Task brief: Below are some entries; set them all down exactly.

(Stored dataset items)
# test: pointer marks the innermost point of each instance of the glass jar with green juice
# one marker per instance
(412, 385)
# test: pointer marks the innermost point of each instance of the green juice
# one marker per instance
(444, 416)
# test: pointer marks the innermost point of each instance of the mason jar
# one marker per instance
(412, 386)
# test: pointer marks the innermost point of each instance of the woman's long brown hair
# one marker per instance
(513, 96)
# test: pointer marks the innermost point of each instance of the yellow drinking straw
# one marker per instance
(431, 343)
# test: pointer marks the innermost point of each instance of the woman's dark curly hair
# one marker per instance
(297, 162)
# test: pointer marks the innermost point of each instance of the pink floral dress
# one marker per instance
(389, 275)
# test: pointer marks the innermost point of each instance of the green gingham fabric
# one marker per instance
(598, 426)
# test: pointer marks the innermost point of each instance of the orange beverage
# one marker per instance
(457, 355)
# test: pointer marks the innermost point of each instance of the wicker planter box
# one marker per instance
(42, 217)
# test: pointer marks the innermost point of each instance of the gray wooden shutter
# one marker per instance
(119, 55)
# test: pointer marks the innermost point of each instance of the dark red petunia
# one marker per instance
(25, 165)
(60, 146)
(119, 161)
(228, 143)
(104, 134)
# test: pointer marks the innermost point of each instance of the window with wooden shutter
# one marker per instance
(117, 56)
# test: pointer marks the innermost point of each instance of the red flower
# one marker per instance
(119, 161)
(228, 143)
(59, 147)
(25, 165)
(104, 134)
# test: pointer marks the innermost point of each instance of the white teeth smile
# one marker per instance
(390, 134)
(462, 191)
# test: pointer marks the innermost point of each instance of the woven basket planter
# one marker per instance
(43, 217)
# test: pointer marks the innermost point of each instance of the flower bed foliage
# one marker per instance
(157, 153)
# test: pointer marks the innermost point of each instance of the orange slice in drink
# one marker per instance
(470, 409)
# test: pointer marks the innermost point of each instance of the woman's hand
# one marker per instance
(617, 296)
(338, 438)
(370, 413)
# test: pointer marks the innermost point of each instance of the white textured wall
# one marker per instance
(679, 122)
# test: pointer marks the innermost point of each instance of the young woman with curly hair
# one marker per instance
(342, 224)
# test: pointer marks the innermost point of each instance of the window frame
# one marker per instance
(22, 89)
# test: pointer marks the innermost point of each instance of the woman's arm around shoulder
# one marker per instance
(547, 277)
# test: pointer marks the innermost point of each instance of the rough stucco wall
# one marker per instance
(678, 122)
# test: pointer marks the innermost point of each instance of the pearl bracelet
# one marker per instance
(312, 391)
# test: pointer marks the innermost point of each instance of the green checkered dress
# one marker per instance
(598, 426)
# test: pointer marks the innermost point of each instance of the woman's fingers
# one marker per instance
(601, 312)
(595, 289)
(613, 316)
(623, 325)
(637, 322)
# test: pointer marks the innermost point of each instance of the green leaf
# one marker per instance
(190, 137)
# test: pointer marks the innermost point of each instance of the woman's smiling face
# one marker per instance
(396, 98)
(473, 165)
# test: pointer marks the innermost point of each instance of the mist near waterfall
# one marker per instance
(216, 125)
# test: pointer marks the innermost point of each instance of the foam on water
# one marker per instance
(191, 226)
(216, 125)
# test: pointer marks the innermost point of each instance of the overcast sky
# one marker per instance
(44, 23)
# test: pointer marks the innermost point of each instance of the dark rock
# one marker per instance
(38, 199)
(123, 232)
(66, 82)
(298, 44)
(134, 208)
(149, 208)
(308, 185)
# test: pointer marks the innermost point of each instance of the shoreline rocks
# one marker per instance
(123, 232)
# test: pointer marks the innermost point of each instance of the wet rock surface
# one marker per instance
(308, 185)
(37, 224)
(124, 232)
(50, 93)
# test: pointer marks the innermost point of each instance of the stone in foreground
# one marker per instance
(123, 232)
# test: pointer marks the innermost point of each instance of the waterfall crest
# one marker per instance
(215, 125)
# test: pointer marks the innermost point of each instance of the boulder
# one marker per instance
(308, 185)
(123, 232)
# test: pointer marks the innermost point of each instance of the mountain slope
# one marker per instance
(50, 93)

Answer below:
# test: pointer marks the innermost point of each instance of the glass jar with green juice
# one marker per instance
(412, 385)
# test: pointer marks the innermost point of each instance of the green juice
# one marker per instance
(444, 416)
# test: pointer marks the innermost point of each instance of the mason jar
# one marker per instance
(412, 386)
# test: pointer marks the innermost point of each instance of the woman's long brown hair
# one marker per instance
(513, 96)
# test: pointer marks the innermost point of each instance of the yellow drinking straw
# one marker per instance
(431, 343)
# test: pointer marks the innermost point of each instance of the woman's dark curly hair
# one marker per instance
(297, 162)
# test: pointer marks the innermost point of each instance of the pink floral dress
# one marker per instance
(389, 275)
# test: pointer marks the innermost point of each instance of the green gingham fabric
# one marker per instance
(598, 426)
# test: pointer marks the innermost point of each instance of the orange beverage
# one marker per instance
(457, 355)
# test: pointer marks the innermost point of each instance of the wicker planter box
# one marker per instance
(42, 217)
# test: pointer marks the innermost point of each instance of the gray wooden shutter
# one marker per instance
(119, 55)
# test: pointer marks the innermost point of each instance of the dark red petunia
# one marker per instance
(25, 165)
(60, 146)
(119, 161)
(228, 143)
(104, 134)
# test: pointer marks the innermost point of each instance of the window with wooden shutter
# one marker per instance
(117, 56)
# test: pointer marks the innermost point of each instance of the red flower
# one marker per instance
(119, 161)
(228, 143)
(59, 147)
(25, 165)
(104, 134)
# test: pointer marks the innermost point of each instance of the white teeth smile
# one marker per instance
(390, 134)
(462, 191)
# test: pointer marks the innermost point of each instance of the woven basket planter
# one marker per instance
(43, 217)
# test: pointer marks the innermost point of each instance of the flower bed foliage
# one marker per instance
(157, 153)
# test: pointer marks the innermost point of each instance of the orange slice in drink
# one marker per instance
(470, 409)
# test: pointer marks the innermost point of each instance of the woman's hand
# one marker per instance
(617, 296)
(338, 438)
(370, 413)
# test: pointer marks the innermost point of each instance of the white textured wall
# one marker per instance
(679, 122)
# test: pointer marks the innermost point of each instance of the young woman with curly hair
# one marker per instance
(342, 224)
# test: pointer marks the innermost point of each instance of the window frame
# one marker per instance
(22, 89)
# test: pointer marks the innermost point of each instance of the woman's arm around shoulder
# one marker per instance
(547, 277)
# test: pointer marks the innermost point of each instance of the rough stucco wall
# one marker per instance
(678, 122)
# test: pointer marks the innermost point of each instance of the pearl bracelet
# one marker per instance
(312, 391)
# test: pointer marks the innermost point of each instance of the green checkered dress
# one marker per instance
(598, 426)
# test: pointer marks the innermost point of each instance of the woman's fingers
# one marker per instance
(601, 312)
(595, 289)
(613, 316)
(623, 325)
(637, 322)
# test: pointer marks the innermost point of each instance of the green leaf
# one marker per instance
(190, 137)
# test: pointer marks the innermost point of each instance of the woman's smiling face
# one marker per instance
(396, 98)
(473, 165)
# test: pointer marks the innermost point of each instance of the mist near waterfall
# one marker per instance
(216, 125)
# test: pointer marks the innermost point of each instance of the foam on water
# one marker per instance
(191, 226)
(216, 125)
# test: pointer marks the innermost point of each instance of the overcast sky
# one marker per instance
(44, 23)
# test: pointer marks the innermost point of each instance of the dark rock
# one marker per instance
(38, 199)
(123, 232)
(66, 82)
(298, 44)
(134, 208)
(149, 208)
(308, 185)
# test: pointer marks the innermost point of each instance of the shoreline rocks
# one marker per instance
(123, 232)
# test: pointer marks the innermost point of each instance of the wet rock surface
# one marker per instance
(308, 185)
(37, 224)
(124, 232)
(50, 93)
# test: pointer marks the innermost point of each instance of the stone in foreground
# one marker per instance
(123, 232)
# test: pointer marks the innermost point of each instance of the waterfall crest
# one marker per instance
(215, 125)
# test: pointer marks the innermost point of each instance of the boulder
# one marker per instance
(308, 185)
(123, 232)
# test: pointer marks the innermost point of each instance of the mountain slope
# one marker per instance
(50, 93)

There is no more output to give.